**Exercise brief**
Only the lines from the line holding "If you could locate the gray" through the final line of the entries below are to be returned, exactly as they stand.

**Point annotation dataset records**

* start *

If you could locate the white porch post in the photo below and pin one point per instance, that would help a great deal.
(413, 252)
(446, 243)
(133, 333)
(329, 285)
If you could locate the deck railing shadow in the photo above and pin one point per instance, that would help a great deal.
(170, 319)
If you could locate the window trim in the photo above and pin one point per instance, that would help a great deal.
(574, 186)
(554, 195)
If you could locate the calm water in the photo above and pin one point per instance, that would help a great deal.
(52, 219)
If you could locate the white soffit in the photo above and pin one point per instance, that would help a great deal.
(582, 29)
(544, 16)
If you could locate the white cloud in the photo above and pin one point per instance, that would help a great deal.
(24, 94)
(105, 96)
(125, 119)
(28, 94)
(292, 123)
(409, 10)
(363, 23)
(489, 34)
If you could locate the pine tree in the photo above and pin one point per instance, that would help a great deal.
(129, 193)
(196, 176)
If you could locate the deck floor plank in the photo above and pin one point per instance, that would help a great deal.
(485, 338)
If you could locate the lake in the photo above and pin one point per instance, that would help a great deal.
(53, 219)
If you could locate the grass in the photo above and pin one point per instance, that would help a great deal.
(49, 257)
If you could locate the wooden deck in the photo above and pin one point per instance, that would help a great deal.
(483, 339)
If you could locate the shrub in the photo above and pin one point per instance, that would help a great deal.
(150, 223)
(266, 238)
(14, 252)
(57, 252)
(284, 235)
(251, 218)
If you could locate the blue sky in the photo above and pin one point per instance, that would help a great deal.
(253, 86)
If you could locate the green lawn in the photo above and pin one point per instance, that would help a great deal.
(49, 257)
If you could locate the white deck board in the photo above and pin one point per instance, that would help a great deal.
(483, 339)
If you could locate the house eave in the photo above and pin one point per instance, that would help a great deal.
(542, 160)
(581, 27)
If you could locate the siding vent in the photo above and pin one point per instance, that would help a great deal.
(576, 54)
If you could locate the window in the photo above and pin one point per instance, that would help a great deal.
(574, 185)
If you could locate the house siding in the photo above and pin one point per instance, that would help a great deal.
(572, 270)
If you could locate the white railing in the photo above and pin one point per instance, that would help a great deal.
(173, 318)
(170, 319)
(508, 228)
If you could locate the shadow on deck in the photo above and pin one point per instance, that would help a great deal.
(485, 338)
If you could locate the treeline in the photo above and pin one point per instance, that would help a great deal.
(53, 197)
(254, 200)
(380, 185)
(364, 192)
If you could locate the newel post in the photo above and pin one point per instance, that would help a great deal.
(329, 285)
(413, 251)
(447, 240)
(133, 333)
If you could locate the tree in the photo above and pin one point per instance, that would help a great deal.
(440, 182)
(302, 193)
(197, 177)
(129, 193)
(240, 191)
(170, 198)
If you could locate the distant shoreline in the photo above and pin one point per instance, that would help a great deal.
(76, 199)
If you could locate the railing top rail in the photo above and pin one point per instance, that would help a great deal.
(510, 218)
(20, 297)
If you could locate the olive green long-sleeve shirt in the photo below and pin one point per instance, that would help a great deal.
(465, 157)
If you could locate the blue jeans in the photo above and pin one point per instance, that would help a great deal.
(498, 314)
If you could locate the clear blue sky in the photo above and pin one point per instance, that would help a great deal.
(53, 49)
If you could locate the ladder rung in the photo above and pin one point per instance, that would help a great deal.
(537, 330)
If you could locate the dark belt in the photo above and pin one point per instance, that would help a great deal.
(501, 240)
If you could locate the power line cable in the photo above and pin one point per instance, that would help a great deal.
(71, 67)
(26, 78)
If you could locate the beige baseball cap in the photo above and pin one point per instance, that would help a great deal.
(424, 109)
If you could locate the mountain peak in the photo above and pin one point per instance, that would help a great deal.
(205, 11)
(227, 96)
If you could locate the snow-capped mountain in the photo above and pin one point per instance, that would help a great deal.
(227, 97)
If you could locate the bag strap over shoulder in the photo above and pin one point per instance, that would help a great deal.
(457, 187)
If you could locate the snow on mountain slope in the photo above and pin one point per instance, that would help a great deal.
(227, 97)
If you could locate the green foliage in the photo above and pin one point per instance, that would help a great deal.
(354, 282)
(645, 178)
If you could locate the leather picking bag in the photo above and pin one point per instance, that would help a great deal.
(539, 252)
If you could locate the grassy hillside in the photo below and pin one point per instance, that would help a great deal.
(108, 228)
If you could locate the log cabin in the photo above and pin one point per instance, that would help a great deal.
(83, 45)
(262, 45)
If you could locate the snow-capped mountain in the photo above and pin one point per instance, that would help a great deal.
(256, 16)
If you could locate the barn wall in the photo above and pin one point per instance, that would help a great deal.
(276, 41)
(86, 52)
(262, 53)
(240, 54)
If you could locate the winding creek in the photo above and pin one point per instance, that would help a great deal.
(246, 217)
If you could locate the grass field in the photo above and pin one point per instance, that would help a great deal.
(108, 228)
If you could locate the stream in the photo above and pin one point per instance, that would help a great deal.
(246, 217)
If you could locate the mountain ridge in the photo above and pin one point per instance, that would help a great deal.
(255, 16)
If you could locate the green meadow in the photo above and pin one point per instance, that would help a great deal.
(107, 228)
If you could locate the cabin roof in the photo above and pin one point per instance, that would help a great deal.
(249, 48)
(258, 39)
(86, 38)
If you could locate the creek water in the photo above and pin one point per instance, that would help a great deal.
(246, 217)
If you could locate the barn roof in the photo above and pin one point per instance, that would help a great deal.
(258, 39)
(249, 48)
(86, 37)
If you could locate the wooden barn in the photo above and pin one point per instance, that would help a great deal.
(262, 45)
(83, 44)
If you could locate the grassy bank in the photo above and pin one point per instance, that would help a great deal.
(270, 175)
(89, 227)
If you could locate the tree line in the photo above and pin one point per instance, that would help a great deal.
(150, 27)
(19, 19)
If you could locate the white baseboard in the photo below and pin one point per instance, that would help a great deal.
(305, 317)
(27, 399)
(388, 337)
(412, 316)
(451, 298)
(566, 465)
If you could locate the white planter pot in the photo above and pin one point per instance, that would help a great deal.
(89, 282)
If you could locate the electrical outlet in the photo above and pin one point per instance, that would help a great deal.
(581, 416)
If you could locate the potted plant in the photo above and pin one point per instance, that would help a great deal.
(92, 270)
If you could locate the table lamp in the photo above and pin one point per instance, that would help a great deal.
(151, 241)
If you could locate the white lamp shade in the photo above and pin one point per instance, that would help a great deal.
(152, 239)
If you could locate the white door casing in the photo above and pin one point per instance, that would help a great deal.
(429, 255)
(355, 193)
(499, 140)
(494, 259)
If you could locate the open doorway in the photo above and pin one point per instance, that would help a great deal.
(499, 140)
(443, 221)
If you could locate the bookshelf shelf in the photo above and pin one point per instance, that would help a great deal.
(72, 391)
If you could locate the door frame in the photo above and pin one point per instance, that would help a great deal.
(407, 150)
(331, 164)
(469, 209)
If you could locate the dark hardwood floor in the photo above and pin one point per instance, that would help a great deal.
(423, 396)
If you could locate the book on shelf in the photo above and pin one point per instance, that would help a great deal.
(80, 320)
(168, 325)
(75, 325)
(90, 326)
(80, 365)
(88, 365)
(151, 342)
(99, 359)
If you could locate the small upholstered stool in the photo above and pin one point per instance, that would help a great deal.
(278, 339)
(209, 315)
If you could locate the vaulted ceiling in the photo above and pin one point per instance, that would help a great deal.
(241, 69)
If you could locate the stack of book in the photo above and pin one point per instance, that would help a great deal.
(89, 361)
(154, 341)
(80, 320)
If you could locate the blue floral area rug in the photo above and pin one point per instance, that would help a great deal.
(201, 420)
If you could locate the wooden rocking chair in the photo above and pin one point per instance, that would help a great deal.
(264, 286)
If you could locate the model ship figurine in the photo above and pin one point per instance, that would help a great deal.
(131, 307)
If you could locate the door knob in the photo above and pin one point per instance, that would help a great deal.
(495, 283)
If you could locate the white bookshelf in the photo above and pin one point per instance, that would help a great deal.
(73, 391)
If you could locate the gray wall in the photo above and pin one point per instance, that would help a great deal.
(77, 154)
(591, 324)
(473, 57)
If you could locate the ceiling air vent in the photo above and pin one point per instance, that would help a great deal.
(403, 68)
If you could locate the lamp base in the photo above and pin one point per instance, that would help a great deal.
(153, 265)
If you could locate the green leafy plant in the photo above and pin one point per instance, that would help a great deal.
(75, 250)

* end *

**Complete answer**
If you could locate the gray wall in the photo above and pin one point per instance, that would help a great deal.
(77, 154)
(591, 324)
(473, 57)
If you could locate the ceiling air vent in the photo above and pin one point per instance, that would help a great deal.
(403, 68)
If you could locate the lamp base in the photo above and pin one point per instance, that would help a great deal.
(153, 265)
If you could locate the green leafy plant in the photo above and pin one point per instance, that would help a great deal.
(75, 250)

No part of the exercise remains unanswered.